| Obiettivo del compito |
Puoi ricopiare parola per parola il brano sull'apprendimento da "Ludwig Wittgenstein" a "dei propri saperi."?

| Brano da leggere |
Aby Warburg, Mnemosyne |
I confini
del mio linguaggio sono i confini del mio mondo.
Ludwig Wittgenstein
L’immagine
ha bisogno della nostra esperienza per destarsi.
Elias CanettiLa crescita in varietà e complessità di tecnologie e sistemi, la maggiore profondità di conoscenza del consumatore richiesta per progettare prodotti e servizi, la diffusa instabilità dei modelli organizzativi prevalenti e delle regole per avere successo e soprattutto la crescente imprevedibilità dei fenomeni e dei comportamenti collettivi fa sí che il saper apprendere e tenersi al passo con i tempi è diventato oggi un imperativo categorico. Il successo di un manager dipende sempre di piú non tanto da quello che sa già, quanto dall’intensità, dalla rapidità e dall’efficacia con cui riesce a imparare: deve essere quindi in grado di giocare un ruolo attivo nel costruire e gestire lo sviluppo dei propri saperi.
Nonostante ciò la
stragrande maggioranza delle persone non sa piú imparare. Per questo motivo la Declaration on learning promulgata nel 1988 dal Learning Declaration Group ha sancito a
chiare lettere che la capacità di “imparare a imparare” e di padroneggiare il
processo di apprendimento è la conoscenza critica del prossimo secolo.
Dobbiamo trasformarci da
immagazzinatori di fatti in protagonisti di indagini e di discussioni e cioè
passare dalla conoscenza-racconto alla conoscenza-problema. Per questi motivi
il metodo (e il “contenitore” dove si deposita e si organizza la conoscenza
appresa) è quasi piú importante del contenuto. Il processo di apprendimento (e il relativo processo di
raccolta della conoscenza) deve essere pertanto costruito in funzione
di come noi assorbiamo e riutilizziamo la conoscenza e
non solo puntando a una facilitazione
della produzione dei contenuti. Dobbiamo ridurre l’attenzione
quasi esclusiva verso la tecnologia e il suo (spesso
solo apparente) potere taumaturgico
e lavorare maggiormente sulle metodologie di apprendimento
e sui processi reali di assorbimento e riutilizzo del sapere
che ci viene proposto.
La vera missione di chi
vuole facilitare l’apprendimento
è quindi “invitare al significato”, per usare una felice
espressione di George Steiner.
In un’era caratterizzata
dalle immagini, va però recuperato il rapporto
con la parola scritta, unendo la forma alfabetica al
potere delle immagini con
l’obiettivo di creare una nuova
sintesi compositiva che unisca –
oltretutto – intelletto ed emozioni.
La potenza del linguaggio
è spesso dimenticata. Come affermava Gorgia
il sofista, “la parola è un gran dominatore, che con piccolissimo
corpo e invisibilissimo, divinissime cose sa compiere;
riesce infatti e a calmare
la paura, e a eliminare il dolore, e a suscitare la gioia, e ad aumentare la
pietà.” Inoltre scrivere ha un ruolo fondamentale nell’apprendere. Osserva
infatti Lothar Baier, autorevole scrittore e critico letterario tedesco, che
“la scrittura non può procedere al ritmo del pensiero e quindi non può rifletterne
il corso, ha una velocità sua propria. Il rallentamento che ne deriva non si
limita a frenare il pensiero, ma anzi lo modifica e lo arricchisce,
concedendogli il tempo di assorbire, durante il percorso, obiezioni e
argomentazioni contrarie.”

| Dati estratti |
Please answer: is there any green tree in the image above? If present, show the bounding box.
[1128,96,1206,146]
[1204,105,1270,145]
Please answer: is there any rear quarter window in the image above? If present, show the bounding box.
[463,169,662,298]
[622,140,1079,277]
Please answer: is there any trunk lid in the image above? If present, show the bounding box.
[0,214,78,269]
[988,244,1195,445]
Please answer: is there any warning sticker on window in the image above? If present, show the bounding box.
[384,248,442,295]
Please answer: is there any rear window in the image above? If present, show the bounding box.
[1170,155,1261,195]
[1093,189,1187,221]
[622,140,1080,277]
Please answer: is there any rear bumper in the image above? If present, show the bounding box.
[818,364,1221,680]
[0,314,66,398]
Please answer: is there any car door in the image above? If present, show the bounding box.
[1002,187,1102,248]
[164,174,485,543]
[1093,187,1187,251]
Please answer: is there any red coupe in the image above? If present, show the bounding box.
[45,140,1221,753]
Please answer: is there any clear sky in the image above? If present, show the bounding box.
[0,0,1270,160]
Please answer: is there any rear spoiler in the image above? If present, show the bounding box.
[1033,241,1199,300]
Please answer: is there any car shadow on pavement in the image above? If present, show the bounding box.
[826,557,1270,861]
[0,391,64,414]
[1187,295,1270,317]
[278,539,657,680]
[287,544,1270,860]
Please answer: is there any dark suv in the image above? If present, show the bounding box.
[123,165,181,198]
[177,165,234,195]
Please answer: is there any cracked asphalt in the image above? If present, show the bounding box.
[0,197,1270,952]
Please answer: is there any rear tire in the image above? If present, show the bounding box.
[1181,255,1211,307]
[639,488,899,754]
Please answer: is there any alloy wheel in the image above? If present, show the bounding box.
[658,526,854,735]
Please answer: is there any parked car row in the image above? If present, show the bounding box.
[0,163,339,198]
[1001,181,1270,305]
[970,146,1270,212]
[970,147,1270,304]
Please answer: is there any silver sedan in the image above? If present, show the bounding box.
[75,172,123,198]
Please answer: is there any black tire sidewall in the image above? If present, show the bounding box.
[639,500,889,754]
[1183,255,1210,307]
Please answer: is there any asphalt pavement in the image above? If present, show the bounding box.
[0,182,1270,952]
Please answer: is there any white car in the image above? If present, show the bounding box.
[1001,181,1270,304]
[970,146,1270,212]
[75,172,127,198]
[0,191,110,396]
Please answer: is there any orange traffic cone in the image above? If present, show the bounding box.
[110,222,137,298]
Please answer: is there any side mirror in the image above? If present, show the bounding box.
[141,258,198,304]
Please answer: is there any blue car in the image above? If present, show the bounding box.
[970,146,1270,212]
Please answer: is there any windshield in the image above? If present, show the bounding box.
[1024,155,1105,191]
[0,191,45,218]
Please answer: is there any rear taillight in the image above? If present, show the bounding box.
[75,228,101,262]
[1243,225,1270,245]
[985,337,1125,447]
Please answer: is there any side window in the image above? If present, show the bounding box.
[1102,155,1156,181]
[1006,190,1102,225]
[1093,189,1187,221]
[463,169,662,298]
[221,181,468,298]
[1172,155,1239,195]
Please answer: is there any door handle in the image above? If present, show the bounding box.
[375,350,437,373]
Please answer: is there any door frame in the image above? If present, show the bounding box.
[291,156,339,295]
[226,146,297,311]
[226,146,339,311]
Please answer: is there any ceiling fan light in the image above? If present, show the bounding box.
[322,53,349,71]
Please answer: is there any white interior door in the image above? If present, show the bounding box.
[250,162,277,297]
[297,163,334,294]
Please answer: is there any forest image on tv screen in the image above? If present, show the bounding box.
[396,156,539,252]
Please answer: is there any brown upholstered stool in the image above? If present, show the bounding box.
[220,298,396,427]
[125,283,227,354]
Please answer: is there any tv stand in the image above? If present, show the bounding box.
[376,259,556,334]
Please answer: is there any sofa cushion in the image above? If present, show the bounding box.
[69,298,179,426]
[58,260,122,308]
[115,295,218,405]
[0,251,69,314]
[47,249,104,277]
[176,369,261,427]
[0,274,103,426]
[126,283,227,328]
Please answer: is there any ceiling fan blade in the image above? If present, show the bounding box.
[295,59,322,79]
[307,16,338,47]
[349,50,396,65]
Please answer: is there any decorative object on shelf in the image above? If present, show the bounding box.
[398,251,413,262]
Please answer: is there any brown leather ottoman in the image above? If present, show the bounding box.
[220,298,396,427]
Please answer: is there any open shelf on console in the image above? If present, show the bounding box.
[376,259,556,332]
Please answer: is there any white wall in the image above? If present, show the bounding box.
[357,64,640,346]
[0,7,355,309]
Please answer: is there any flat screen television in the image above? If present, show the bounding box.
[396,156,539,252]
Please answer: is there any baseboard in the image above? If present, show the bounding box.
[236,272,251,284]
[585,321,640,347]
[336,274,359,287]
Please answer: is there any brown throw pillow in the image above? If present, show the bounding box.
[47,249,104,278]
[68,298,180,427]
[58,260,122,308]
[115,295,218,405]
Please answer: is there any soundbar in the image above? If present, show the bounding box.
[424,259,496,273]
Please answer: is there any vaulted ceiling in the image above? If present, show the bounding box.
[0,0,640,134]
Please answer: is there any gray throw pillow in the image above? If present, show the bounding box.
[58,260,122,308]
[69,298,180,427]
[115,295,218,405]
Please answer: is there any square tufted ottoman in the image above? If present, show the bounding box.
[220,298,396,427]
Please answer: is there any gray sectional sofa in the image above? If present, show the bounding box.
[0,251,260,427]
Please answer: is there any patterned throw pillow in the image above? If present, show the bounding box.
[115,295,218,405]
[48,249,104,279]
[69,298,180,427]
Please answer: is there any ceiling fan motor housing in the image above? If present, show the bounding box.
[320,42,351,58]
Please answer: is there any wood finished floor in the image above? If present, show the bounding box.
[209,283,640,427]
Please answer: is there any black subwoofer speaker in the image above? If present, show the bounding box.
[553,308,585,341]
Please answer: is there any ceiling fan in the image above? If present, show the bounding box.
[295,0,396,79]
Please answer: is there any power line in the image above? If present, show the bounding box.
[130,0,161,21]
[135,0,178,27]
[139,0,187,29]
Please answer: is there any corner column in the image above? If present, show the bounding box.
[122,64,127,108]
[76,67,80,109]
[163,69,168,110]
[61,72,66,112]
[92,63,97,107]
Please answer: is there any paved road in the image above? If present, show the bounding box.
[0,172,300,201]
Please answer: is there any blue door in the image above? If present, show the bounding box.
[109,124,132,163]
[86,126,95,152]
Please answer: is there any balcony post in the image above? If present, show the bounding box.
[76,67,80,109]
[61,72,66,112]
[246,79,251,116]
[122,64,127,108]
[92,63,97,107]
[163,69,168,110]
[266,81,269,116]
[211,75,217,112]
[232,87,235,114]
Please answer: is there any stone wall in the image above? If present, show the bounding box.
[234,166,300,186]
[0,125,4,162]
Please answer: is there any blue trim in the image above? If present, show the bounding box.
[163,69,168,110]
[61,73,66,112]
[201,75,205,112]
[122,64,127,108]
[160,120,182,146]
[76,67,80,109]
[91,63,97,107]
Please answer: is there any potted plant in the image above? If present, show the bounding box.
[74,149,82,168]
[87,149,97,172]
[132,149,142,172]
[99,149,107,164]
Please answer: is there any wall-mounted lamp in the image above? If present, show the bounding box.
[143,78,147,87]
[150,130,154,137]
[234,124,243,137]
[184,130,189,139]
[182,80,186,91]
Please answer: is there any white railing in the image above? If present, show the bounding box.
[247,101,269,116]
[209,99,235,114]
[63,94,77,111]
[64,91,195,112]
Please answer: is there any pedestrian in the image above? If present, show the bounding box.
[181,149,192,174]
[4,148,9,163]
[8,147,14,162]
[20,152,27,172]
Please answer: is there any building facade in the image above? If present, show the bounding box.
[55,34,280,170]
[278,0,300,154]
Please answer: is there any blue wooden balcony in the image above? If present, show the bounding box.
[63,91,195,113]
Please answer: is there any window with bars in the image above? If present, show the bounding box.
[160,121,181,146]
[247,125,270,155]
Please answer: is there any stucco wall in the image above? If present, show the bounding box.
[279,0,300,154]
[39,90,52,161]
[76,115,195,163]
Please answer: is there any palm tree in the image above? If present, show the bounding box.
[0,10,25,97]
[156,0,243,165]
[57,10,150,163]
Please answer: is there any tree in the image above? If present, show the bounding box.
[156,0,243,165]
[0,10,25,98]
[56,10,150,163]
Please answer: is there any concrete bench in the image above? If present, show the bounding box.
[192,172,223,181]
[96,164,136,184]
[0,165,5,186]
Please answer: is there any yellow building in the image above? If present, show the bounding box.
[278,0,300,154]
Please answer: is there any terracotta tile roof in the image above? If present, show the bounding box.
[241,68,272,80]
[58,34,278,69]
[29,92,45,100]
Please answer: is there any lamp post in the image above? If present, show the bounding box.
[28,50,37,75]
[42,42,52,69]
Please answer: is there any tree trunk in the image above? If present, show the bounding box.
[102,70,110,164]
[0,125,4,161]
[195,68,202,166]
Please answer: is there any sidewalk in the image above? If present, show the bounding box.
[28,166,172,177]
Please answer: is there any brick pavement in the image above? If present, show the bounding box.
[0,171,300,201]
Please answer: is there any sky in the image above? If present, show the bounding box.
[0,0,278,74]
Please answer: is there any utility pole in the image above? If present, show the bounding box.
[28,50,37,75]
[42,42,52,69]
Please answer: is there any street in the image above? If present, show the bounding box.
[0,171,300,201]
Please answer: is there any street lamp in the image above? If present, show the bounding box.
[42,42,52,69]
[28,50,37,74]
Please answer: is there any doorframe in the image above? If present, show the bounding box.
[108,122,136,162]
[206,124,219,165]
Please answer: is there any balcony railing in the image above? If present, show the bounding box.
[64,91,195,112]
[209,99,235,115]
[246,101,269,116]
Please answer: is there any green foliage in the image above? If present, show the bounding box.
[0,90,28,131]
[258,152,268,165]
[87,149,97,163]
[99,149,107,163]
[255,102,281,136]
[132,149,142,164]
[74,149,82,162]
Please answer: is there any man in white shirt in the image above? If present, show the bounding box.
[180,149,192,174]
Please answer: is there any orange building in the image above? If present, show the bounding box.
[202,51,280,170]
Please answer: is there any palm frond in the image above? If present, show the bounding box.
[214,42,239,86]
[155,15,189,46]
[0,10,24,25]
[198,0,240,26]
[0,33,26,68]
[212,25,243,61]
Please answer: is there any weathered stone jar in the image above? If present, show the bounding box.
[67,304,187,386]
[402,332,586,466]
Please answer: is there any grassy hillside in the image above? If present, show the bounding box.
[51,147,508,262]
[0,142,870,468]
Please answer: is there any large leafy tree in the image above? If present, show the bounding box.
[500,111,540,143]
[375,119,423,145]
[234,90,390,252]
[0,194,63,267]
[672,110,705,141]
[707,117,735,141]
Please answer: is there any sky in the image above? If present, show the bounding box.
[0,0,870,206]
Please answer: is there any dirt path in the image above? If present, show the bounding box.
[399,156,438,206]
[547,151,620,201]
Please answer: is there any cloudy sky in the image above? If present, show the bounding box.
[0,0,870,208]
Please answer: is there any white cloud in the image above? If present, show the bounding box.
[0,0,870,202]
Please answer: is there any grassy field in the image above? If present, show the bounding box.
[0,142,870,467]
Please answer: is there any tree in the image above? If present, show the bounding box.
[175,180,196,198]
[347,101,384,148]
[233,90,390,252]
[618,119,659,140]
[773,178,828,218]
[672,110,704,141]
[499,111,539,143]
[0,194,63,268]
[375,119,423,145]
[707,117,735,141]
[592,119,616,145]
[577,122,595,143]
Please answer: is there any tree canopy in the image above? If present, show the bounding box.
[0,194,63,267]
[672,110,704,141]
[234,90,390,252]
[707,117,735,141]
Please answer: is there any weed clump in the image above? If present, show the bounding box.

| Soluzione completa |
Ludwig Wittgenstein
L’immagine
ha bisogno della nostra esperienza per destarsi.
Elias CanettiLa crescita in varietà e complessità di tecnologie e sistemi, la maggiore profondità di conoscenza del consumatore richiesta per progettare prodotti e servizi, la diffusa instabilità dei modelli organizzativi prevalenti e delle regole per avere successo e soprattutto la crescente imprevedibilità dei fenomeni e dei comportamenti collettivi fa sí che il saper apprendere e tenersi al passo con i tempi è diventato oggi un imperativo categorico. Il successo di un manager dipende sempre di piú non tanto da quello che sa già, quanto dall’intensità, dalla rapidità e dall’efficacia con cui riesce a imparare: deve essere quindi in grado di giocare un ruolo attivo nel costruire e gestire lo sviluppo dei propri saperi.